Melewati Situasi Konflik
 
_oOo_
 
Tentulah Anda pernah jatuh ke dalam situasi konflik. Bagaimanakah Anda melewati situasi konflik tersebut? Bagaimanapun, kita harus mengakuinya bahwa Tuhan mampu memakai situasi konflik manusia sebagai alat guna perwujudan rencana-rencanaNya.
 
Paulus dan Barnabas bukanlah dua hamba Tuhan yang kekurangan iman, dan mereka bersama-sama sementara sungguh-sungguh melayani Tuhan, tetapi mereka jatuh ke dalam situasi konflik yang tajam. “Hal itu menimbulkan perselisihan yang tajam, sehingga mereka berpisah dan Barnabas membawa Markus juga sertanya berlayar ke Siprus. Tetapi Paulus memilih Silas, dan sesudah diserahkan oleh saudara-saudara itu kepada kasih karunia Tuhan,” Kisah 15:39-40.
 
Apakah Paulus salah, tidak mengajak Markus dalam misinya karena mempertimbangkan kelemahan Markus di masa lalu? Lalu, apakah Barnabas salah, berkeras mengajak Markus dalam misinya karena bermaksud memberikan kesempatan kepada Markus untuk berubah dan menjadikan Markus sebagai kader terbaik sebagai pelayan Tuhan? Tentu saja, Paulus maupun Barnabas tidaklah salah.

## PETUNJUK TUGAS 1:
Menurut renungan tentang situasi konflik, ke mana Barnabas berlayar bersama Markus?
## PETUNJUK TUGAS 2:
Ketik ulang baris-baris catatan tanpa perubahan, mulai dari baris pertama catatan sampai dengan baris yang memuat "column 561, row 1171".

Cuplikan dataset pelabelan titik
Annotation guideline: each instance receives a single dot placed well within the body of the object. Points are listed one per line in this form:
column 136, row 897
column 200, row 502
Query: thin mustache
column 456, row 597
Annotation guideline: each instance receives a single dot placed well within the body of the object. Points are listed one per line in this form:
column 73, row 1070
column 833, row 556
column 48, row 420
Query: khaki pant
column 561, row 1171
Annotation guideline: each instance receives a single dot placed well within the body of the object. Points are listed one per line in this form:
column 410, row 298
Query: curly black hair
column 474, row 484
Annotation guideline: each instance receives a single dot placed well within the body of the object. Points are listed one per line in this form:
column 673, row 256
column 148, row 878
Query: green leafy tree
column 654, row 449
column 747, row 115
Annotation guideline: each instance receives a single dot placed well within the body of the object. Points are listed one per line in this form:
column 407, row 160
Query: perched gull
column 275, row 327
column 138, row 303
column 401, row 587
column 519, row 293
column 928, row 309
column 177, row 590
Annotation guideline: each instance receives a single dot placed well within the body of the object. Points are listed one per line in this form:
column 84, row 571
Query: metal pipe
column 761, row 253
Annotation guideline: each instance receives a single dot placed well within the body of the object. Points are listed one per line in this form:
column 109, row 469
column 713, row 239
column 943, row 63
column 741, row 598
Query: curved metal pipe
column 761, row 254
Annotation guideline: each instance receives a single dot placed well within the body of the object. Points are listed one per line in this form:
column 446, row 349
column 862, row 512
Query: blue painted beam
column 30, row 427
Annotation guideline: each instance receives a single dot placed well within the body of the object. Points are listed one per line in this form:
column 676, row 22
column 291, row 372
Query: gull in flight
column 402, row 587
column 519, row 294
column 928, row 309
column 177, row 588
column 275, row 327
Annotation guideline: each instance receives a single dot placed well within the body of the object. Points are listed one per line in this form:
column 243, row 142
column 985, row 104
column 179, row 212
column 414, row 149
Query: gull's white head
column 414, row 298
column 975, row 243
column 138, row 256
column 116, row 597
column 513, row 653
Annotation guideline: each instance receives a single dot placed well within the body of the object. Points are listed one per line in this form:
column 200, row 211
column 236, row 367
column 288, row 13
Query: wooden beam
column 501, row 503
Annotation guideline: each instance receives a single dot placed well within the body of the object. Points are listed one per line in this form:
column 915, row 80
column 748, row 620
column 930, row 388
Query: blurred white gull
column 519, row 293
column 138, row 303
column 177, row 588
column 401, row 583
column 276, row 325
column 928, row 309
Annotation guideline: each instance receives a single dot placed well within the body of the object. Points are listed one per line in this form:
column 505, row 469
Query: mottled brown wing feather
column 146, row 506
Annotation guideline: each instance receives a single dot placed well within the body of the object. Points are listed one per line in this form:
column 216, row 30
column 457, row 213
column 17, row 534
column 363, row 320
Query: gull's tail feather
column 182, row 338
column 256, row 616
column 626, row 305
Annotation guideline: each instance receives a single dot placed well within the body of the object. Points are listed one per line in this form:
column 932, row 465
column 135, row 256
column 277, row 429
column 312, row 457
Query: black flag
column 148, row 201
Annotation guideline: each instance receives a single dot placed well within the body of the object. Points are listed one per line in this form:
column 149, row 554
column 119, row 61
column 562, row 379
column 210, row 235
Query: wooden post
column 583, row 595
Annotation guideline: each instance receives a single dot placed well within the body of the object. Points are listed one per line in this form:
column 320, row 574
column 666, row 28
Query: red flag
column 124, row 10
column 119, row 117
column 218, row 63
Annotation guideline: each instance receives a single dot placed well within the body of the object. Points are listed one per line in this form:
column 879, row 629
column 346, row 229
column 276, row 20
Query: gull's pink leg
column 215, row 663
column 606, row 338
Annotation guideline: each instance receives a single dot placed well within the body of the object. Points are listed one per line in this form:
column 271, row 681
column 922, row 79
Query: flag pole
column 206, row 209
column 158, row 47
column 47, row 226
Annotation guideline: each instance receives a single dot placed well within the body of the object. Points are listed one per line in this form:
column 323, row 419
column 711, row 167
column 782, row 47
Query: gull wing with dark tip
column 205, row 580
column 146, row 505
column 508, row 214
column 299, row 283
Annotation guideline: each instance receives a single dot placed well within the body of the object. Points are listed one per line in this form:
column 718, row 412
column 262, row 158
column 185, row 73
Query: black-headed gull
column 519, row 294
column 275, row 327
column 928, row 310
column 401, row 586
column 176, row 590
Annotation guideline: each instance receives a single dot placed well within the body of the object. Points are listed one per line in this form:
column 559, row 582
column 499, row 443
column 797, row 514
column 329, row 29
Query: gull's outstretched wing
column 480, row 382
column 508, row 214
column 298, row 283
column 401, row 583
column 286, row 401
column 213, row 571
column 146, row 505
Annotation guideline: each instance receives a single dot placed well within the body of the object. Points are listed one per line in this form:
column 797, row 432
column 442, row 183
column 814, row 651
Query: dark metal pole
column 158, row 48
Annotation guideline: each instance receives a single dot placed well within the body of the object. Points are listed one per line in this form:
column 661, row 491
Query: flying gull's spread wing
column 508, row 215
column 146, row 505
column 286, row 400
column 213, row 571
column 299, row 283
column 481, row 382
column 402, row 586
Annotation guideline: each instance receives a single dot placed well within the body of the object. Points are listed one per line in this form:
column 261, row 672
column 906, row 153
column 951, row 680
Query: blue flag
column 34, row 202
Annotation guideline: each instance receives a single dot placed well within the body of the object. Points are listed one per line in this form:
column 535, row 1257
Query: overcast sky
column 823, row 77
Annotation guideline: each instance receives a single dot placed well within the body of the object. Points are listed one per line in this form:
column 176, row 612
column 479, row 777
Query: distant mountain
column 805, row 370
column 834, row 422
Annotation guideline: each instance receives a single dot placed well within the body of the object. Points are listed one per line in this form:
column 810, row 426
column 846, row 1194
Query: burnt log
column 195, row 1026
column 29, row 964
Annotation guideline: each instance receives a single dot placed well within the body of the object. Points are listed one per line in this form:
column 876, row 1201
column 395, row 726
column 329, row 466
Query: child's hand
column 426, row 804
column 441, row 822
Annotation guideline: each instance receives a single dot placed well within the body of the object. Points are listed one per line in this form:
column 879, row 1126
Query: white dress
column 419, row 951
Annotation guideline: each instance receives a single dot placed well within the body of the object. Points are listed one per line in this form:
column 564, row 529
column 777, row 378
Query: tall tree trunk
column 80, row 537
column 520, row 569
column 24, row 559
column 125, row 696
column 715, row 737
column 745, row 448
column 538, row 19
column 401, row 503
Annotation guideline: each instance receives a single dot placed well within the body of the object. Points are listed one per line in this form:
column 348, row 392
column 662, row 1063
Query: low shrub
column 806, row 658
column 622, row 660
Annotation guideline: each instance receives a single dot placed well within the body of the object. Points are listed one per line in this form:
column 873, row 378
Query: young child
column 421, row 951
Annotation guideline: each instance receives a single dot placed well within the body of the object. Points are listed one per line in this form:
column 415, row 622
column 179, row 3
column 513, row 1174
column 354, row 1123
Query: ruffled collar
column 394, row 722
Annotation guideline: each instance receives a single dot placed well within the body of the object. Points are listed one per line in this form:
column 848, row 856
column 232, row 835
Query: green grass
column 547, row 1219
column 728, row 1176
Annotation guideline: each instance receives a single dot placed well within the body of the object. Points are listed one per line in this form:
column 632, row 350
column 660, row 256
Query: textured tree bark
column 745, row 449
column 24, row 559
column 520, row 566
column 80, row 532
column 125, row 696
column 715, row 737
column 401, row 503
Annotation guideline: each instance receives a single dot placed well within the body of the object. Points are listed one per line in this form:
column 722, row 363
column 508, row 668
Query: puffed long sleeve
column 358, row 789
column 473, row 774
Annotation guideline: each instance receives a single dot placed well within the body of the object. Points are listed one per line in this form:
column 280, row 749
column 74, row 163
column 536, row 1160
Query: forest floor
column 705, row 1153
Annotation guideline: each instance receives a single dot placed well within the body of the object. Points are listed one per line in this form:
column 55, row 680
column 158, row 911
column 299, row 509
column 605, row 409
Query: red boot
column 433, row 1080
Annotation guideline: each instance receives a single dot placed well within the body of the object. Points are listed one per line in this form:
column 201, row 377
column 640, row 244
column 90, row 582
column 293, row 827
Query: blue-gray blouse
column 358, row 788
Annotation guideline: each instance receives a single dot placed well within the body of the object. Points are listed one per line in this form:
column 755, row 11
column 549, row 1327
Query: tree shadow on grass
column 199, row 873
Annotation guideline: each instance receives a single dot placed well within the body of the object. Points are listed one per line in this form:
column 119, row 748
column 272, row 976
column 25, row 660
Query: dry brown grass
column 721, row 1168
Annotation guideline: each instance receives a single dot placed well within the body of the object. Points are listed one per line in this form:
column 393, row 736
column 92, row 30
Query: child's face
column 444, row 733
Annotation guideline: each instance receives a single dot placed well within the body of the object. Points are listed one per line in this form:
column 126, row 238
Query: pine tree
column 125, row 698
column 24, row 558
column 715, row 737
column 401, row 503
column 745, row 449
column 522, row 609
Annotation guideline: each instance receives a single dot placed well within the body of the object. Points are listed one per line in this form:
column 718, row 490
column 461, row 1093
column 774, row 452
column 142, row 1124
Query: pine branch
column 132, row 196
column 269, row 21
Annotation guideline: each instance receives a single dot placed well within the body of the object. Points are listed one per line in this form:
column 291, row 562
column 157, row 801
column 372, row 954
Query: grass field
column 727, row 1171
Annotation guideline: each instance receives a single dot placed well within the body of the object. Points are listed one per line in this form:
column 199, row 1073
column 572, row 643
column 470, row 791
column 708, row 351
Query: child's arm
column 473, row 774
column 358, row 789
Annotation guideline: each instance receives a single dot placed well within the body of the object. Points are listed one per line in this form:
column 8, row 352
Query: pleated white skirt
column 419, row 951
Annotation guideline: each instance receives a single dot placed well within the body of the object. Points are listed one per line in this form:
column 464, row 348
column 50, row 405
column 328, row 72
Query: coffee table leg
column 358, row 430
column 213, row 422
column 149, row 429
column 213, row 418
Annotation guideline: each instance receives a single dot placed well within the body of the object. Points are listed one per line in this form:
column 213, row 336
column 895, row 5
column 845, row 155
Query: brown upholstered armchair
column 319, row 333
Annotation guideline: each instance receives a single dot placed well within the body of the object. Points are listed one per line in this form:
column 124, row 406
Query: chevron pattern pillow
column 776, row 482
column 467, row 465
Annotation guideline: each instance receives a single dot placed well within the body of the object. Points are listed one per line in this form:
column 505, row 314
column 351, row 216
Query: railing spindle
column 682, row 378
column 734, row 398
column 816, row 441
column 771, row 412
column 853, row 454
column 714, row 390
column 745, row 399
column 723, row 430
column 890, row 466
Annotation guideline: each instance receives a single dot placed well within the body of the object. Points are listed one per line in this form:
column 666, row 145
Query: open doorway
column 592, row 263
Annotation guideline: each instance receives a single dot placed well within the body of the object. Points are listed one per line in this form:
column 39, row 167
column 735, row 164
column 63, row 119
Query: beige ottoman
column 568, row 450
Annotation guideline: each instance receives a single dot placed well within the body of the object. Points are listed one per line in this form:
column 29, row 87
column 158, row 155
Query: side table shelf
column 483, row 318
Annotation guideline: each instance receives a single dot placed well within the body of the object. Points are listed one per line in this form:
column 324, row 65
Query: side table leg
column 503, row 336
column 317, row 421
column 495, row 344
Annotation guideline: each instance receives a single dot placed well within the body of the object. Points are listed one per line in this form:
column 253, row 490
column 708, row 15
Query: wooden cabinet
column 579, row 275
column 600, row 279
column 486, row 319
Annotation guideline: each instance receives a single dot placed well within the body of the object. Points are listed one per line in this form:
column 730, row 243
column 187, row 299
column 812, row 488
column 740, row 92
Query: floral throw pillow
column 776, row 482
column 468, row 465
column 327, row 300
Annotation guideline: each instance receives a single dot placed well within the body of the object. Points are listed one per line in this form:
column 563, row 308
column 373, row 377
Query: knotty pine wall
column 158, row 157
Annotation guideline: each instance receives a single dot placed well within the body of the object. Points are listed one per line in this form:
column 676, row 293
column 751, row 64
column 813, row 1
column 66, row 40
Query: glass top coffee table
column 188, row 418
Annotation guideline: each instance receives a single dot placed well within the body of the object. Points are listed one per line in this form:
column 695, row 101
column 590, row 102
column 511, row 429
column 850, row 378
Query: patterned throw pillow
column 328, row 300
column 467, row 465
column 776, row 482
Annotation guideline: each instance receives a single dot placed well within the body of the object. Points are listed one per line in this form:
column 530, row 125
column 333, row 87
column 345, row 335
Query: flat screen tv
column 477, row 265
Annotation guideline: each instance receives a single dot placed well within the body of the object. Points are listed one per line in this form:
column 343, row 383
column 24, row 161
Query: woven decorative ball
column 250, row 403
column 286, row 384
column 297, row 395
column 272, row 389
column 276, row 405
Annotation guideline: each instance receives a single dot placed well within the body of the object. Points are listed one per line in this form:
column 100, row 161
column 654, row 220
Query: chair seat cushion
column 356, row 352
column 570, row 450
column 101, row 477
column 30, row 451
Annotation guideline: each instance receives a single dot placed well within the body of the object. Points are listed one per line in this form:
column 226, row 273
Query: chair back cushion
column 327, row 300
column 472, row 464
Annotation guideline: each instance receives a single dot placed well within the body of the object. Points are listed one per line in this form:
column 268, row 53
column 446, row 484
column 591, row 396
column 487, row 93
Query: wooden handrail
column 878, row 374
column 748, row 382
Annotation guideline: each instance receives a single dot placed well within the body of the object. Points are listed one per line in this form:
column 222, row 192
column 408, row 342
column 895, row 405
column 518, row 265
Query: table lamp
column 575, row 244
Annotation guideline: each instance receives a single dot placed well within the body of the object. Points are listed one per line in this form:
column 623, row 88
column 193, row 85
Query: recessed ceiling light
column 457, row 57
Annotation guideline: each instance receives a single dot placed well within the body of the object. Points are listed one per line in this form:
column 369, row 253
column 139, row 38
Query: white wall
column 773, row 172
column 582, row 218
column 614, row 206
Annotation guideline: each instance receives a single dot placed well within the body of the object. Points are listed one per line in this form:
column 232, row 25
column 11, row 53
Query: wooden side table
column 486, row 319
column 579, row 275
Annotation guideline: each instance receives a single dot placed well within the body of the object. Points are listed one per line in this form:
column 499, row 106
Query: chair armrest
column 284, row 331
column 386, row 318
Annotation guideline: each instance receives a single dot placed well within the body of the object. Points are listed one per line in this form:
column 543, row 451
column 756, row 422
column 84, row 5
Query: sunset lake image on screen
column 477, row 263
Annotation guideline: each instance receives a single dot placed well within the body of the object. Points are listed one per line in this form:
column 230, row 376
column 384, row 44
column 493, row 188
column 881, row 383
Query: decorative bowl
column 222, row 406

## JAWABAN BENAR 1:
Ke Siprus.

## JAWABAN BENAR 2:
Annotation guideline: each instance receives a single dot placed well within the body of the object. Points are listed one per line in this form:
column 136, row 897
column 200, row 502
Query: thin mustache
column 456, row 597
Annotation guideline: each instance receives a single dot placed well within the body of the object. Points are listed one per line in this form:
column 73, row 1070
column 833, row 556
column 48, row 420
Query: khaki pant
column 561, row 1171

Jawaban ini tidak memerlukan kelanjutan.